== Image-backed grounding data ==
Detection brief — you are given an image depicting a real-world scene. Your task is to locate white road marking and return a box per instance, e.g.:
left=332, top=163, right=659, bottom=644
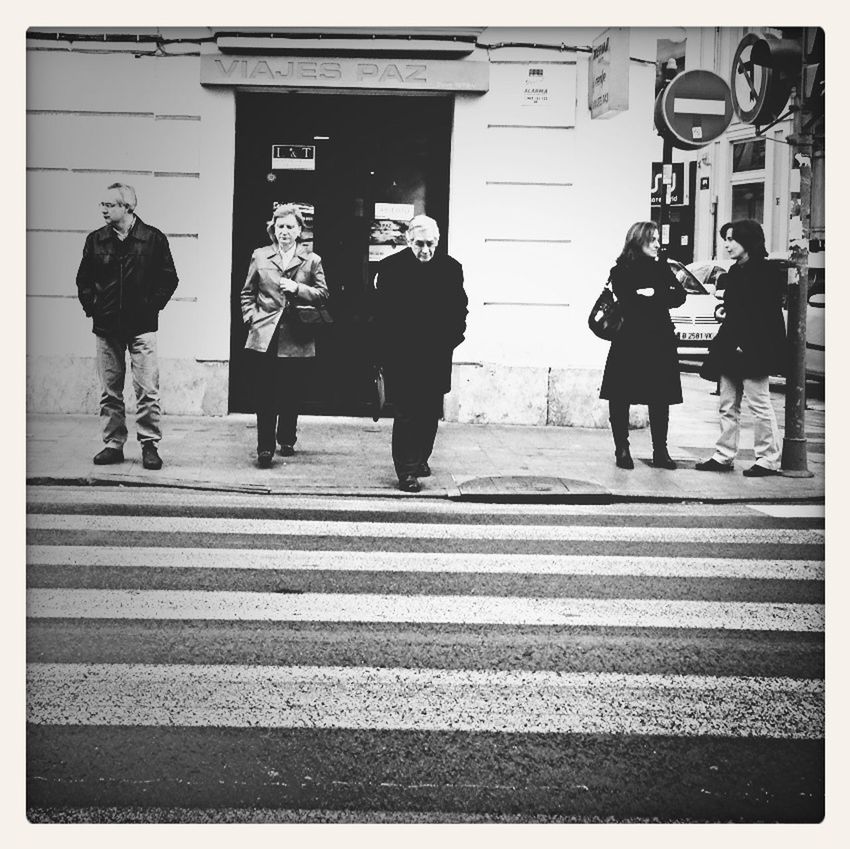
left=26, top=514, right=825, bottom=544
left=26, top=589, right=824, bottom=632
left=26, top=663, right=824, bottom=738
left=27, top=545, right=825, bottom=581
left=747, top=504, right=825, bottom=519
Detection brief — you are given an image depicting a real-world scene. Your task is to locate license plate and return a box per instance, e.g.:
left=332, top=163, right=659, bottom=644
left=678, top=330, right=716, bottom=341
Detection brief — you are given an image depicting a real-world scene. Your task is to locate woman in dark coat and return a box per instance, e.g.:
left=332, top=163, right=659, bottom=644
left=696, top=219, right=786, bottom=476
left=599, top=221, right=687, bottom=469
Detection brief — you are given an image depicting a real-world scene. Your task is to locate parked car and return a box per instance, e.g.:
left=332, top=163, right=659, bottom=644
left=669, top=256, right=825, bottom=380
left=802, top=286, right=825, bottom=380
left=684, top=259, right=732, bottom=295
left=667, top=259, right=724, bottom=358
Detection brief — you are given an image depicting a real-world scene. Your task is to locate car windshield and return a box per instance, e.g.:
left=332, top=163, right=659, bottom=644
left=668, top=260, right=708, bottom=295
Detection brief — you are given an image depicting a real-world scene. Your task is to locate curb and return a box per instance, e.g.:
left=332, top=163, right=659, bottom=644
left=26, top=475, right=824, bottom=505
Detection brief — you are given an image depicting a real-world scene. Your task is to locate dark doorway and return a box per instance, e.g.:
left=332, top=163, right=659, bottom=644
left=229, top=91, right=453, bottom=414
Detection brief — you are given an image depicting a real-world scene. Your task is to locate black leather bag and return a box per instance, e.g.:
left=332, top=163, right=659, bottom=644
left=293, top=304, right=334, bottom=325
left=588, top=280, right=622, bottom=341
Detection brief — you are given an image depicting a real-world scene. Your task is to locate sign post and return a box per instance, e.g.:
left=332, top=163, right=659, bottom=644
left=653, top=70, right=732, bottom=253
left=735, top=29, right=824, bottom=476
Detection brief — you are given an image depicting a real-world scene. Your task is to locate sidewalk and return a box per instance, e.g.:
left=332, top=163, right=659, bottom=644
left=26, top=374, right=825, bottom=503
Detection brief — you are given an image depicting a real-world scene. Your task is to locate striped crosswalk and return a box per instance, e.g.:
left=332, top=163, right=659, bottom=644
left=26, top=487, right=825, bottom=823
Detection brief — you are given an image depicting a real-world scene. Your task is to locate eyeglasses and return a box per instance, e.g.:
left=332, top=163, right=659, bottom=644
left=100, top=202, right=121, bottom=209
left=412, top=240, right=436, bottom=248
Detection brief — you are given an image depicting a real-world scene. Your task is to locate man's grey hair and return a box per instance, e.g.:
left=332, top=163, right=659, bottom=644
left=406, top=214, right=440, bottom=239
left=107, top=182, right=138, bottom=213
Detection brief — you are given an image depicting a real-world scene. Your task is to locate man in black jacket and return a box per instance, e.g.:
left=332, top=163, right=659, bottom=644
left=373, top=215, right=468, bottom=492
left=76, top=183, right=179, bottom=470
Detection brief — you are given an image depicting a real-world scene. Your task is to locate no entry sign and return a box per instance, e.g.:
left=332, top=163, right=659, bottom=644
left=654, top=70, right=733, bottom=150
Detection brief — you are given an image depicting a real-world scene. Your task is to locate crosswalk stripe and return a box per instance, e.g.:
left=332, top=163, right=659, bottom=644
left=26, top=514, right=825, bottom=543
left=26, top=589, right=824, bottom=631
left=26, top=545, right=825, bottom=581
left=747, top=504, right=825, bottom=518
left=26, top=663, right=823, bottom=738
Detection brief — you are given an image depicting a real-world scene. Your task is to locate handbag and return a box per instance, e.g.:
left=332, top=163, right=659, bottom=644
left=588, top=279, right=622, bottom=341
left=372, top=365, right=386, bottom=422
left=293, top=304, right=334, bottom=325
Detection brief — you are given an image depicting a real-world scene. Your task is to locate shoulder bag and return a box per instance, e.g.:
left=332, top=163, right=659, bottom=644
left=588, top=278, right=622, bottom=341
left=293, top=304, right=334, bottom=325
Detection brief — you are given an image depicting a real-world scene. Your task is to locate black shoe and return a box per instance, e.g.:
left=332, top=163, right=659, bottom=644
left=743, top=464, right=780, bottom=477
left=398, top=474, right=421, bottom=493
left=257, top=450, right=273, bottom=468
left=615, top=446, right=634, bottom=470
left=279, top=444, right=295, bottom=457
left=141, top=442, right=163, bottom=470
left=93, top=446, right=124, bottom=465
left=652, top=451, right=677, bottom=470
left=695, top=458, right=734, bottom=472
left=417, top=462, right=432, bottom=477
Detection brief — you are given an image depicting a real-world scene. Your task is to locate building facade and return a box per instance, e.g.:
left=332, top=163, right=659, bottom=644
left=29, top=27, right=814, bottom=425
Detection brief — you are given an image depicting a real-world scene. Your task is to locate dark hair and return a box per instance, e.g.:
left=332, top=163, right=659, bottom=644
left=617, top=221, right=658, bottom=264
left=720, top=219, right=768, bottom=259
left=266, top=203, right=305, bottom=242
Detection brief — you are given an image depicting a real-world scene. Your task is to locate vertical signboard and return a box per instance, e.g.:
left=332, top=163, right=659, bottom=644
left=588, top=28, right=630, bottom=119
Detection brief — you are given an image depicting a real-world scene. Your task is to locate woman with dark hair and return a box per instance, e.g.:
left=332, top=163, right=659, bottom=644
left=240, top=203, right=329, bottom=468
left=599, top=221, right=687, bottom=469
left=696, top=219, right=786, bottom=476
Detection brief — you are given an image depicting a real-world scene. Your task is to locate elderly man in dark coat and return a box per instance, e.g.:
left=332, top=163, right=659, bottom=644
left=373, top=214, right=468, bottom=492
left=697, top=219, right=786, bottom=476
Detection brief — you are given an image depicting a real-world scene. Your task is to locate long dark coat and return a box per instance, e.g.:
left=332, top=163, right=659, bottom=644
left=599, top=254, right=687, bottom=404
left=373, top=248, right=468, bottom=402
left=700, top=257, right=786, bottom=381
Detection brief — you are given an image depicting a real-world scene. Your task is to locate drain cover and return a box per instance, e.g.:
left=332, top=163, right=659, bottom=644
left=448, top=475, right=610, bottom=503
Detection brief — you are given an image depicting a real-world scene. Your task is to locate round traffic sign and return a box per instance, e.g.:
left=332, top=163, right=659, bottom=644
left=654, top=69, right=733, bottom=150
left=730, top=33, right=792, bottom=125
==
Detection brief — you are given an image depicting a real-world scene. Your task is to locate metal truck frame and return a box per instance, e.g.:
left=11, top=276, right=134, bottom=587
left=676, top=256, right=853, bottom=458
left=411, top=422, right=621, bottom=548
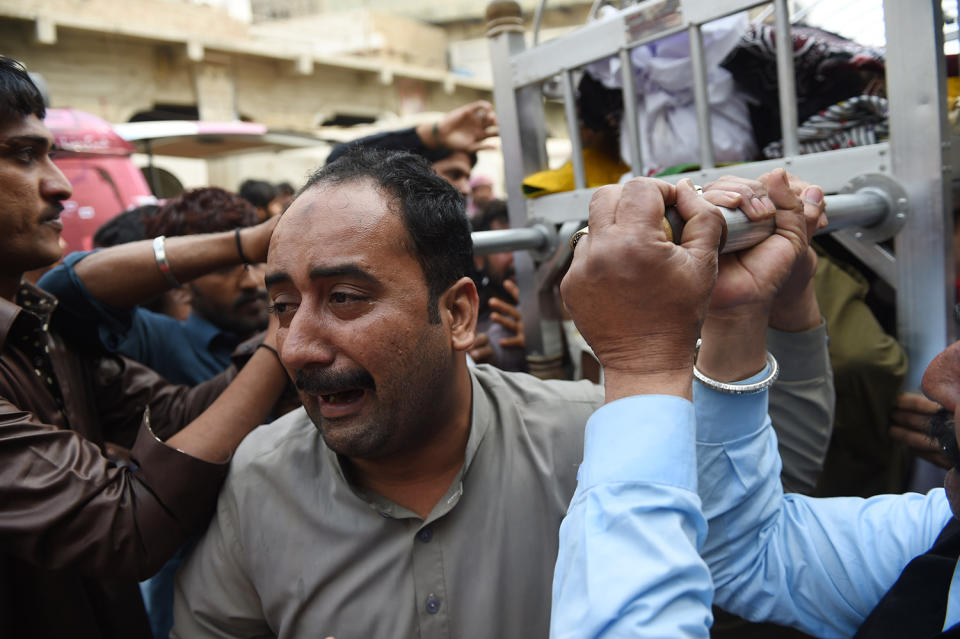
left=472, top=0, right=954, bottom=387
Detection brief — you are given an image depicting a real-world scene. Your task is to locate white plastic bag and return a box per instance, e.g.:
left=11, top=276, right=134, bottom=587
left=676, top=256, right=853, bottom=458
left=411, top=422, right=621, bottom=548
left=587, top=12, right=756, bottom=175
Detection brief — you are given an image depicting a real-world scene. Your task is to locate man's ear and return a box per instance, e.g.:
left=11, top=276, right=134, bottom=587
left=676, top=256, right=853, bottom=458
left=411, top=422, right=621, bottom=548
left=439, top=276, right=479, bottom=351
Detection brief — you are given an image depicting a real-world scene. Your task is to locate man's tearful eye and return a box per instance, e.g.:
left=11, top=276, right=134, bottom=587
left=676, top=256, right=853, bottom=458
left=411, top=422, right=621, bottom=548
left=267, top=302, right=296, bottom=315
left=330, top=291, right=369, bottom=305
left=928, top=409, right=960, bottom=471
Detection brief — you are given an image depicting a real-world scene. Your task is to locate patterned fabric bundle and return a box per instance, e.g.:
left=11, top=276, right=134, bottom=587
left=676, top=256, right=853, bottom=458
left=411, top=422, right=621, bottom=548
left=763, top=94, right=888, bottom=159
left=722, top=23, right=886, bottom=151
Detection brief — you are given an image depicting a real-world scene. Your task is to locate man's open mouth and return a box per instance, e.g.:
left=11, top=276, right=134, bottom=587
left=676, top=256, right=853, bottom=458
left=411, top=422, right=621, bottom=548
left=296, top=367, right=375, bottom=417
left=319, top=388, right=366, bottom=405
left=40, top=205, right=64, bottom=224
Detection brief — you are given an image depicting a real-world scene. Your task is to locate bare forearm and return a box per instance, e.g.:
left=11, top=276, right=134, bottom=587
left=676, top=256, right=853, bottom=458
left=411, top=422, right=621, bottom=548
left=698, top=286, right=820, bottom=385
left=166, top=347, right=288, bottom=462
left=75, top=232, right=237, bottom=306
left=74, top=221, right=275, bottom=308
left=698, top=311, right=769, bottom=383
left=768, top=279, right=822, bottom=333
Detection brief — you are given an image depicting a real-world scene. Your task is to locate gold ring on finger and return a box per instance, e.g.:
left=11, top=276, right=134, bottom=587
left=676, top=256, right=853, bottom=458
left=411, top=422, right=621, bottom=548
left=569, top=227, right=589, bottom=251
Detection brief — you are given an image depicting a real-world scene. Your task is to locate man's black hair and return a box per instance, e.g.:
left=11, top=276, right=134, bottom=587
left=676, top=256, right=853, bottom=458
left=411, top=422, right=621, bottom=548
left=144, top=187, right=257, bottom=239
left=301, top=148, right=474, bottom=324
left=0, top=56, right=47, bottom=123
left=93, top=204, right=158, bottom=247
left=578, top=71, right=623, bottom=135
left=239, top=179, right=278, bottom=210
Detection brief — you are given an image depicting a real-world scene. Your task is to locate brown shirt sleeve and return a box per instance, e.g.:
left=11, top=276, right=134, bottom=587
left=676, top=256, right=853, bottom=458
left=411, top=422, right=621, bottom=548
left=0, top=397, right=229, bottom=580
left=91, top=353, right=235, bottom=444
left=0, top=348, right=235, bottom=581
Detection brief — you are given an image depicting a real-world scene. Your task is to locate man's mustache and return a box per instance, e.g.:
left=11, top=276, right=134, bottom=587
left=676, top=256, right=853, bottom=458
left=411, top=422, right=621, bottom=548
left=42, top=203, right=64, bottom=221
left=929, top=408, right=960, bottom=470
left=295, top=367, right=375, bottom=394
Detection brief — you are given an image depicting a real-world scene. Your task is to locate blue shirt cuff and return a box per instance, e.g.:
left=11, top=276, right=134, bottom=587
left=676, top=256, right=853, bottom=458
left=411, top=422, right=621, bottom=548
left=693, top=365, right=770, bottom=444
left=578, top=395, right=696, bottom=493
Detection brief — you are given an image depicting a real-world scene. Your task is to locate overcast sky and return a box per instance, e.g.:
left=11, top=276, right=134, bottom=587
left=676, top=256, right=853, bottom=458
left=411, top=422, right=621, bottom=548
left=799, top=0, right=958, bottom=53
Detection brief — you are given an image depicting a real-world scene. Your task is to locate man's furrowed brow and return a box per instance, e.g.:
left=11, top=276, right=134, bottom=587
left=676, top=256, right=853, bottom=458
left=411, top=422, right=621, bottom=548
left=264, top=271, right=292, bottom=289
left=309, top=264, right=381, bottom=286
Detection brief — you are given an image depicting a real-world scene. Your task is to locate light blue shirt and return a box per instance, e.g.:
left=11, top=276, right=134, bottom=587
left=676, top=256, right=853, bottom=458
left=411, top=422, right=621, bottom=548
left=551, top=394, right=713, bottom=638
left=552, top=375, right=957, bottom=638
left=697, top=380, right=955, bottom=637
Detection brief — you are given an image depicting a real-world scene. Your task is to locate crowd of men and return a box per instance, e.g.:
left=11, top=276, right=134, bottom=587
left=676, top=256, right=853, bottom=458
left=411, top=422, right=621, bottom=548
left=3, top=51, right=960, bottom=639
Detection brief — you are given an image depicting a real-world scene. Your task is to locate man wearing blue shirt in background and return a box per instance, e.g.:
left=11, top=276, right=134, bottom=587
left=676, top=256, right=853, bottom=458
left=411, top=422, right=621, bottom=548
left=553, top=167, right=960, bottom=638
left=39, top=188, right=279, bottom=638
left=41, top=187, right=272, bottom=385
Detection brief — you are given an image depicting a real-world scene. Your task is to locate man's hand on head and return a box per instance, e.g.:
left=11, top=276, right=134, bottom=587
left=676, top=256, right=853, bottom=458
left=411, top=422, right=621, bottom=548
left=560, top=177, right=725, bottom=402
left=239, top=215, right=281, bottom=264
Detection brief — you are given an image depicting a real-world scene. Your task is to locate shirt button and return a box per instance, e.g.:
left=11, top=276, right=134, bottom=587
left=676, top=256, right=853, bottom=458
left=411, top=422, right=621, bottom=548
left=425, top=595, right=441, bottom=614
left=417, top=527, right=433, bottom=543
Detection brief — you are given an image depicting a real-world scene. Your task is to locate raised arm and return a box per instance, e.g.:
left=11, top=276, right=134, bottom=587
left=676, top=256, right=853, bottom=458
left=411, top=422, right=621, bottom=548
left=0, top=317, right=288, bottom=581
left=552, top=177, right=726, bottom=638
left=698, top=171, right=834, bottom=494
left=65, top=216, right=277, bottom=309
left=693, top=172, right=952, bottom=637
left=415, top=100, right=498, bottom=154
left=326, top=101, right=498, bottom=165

== WHAT YOU NEED TO DO ==
Scan the records for the string "coat" and show every line that contains it.

== RESPONSE TO THE TASK ==
Detection brief — you are given an image depicting a real-world scene. Your task is to locate woman in dark coat and return a box per instance, e.g.:
Detection brief — you are given an image depicting a real-world scene. Your task is to locate elderly man in dark coat and return a box per instance, e.g.:
Detection brief — you are given an image depicting a real-world scene. Your task is to locate long dark coat and return a box per instance, e.g.:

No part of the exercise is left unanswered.